_Problem:_ Only one stretch of the listing below is wanted. Begin at the line that has "Target: <item>black flat", stop after the line that has "of the <item>leftmost", and repeat every line in between exactly.

_Provided records:_
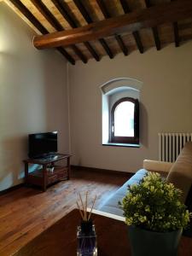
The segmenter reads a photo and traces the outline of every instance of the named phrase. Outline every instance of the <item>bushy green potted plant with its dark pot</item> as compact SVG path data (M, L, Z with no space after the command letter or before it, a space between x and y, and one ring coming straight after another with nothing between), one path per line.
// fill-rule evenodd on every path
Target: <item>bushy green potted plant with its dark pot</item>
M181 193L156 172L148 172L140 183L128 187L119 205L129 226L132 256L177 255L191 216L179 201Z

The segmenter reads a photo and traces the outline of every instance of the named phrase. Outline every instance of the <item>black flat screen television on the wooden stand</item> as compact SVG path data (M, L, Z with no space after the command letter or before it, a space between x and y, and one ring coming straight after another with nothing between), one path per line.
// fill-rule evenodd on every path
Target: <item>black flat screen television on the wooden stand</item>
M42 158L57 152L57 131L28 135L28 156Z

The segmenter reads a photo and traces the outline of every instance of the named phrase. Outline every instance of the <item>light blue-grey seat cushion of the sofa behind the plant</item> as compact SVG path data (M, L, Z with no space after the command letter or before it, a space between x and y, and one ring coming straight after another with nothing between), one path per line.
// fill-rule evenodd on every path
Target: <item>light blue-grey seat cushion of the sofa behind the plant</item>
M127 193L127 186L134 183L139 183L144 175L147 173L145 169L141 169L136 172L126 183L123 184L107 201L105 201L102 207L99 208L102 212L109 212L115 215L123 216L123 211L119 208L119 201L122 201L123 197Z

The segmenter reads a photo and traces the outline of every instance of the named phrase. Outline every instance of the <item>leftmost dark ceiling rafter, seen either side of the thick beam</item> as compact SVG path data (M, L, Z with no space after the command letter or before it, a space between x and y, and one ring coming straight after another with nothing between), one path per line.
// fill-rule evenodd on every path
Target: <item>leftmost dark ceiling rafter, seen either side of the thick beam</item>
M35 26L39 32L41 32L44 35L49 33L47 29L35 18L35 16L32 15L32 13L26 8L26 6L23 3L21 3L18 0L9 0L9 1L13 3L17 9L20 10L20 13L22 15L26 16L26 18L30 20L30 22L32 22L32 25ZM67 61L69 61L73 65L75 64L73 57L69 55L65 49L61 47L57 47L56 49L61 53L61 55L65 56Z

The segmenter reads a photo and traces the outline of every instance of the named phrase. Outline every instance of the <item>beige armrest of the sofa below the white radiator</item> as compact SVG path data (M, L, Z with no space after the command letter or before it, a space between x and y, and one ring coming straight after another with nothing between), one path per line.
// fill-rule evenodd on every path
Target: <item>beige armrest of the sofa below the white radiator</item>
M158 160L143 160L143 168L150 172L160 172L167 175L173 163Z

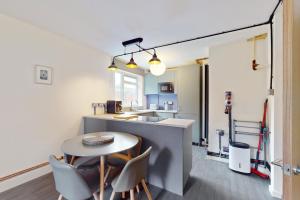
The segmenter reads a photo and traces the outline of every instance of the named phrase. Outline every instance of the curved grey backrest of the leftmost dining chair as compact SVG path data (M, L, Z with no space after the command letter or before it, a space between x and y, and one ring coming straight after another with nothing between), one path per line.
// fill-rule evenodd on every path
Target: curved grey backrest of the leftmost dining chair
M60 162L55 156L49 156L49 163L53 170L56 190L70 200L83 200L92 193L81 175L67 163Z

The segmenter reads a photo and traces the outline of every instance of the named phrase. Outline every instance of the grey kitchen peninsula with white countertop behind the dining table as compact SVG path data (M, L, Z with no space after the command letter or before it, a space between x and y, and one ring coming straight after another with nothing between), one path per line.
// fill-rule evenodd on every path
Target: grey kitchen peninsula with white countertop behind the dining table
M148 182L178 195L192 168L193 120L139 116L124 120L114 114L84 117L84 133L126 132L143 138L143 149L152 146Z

--

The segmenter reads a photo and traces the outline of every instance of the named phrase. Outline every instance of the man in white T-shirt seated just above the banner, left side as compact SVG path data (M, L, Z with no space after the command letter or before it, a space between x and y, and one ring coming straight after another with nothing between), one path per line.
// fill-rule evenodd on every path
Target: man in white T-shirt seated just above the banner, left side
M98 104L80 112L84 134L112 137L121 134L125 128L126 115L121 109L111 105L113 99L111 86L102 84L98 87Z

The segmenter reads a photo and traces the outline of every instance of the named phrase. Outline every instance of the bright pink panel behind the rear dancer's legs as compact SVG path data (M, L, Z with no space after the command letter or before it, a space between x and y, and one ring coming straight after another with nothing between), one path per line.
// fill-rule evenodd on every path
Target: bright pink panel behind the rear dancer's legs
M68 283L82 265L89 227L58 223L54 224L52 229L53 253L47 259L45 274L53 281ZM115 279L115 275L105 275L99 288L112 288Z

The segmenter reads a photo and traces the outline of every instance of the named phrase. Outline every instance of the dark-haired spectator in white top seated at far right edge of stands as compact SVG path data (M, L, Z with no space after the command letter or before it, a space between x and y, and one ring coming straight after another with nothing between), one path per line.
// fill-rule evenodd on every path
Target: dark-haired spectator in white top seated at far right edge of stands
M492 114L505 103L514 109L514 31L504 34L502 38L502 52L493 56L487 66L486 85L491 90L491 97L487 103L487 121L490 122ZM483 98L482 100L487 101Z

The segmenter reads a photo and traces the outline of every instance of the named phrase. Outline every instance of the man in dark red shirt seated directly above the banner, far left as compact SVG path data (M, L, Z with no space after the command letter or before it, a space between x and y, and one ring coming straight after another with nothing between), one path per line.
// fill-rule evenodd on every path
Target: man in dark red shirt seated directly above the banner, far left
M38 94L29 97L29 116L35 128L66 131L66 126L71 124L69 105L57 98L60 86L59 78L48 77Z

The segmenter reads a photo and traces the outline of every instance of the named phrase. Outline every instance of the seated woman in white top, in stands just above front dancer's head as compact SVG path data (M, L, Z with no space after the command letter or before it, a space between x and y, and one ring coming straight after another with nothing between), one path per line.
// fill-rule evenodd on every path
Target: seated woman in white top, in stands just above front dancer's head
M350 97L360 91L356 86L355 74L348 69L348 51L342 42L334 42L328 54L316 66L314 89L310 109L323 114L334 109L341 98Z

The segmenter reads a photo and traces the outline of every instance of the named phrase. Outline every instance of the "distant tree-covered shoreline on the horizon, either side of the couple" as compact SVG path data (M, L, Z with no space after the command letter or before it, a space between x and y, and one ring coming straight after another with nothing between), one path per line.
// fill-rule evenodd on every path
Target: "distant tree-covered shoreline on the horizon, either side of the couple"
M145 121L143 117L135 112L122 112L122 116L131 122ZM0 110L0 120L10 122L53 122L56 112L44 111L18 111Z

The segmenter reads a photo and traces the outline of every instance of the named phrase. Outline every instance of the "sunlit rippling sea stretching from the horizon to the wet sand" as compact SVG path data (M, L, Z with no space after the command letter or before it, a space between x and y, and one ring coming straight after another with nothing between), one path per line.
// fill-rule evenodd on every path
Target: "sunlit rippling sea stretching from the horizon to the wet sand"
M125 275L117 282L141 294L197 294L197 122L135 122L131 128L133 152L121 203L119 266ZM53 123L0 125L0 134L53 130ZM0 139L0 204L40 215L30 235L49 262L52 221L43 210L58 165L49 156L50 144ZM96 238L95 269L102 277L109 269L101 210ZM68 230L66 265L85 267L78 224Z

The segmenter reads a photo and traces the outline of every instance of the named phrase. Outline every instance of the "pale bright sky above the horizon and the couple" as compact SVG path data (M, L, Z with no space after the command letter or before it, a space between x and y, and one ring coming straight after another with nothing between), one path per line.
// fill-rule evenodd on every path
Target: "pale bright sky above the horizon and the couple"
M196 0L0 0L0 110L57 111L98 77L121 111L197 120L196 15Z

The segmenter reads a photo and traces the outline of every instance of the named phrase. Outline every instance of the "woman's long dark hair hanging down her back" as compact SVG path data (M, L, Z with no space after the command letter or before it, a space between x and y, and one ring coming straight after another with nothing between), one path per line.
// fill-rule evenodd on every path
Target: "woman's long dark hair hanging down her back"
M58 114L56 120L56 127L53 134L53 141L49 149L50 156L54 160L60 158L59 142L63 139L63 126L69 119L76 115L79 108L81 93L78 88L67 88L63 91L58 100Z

_Answer box:_
Target: <item>black flat screen television on the wooden stand</item>
M42 158L57 152L57 131L28 135L28 156Z

The segmenter reads a photo and traces the outline of every instance of the named phrase. Outline every instance of the <item>light blue-grey seat cushion of the sofa behind the plant</item> as compact SVG path data (M, L, Z with no space after the command letter or before it, a space between x and y, and one ring coming straight after another with nothing between), one path per line.
// fill-rule evenodd on every path
Target: <item>light blue-grey seat cushion of the sofa behind the plant</item>
M127 193L127 186L134 183L139 183L144 175L147 173L145 169L141 169L136 172L126 183L123 184L107 201L105 201L102 207L99 208L102 212L109 212L115 215L123 216L123 211L119 208L119 201L122 201L123 197Z

The segmenter reads a photo and traces the outline of every instance of the named phrase. Outline every instance of the <item>leftmost dark ceiling rafter, seen either side of the thick beam</item> as compact SVG path data (M, L, Z with no space after the command letter or before it, a space between x and y, and one ring coming straight after another with nothing between), one path per line.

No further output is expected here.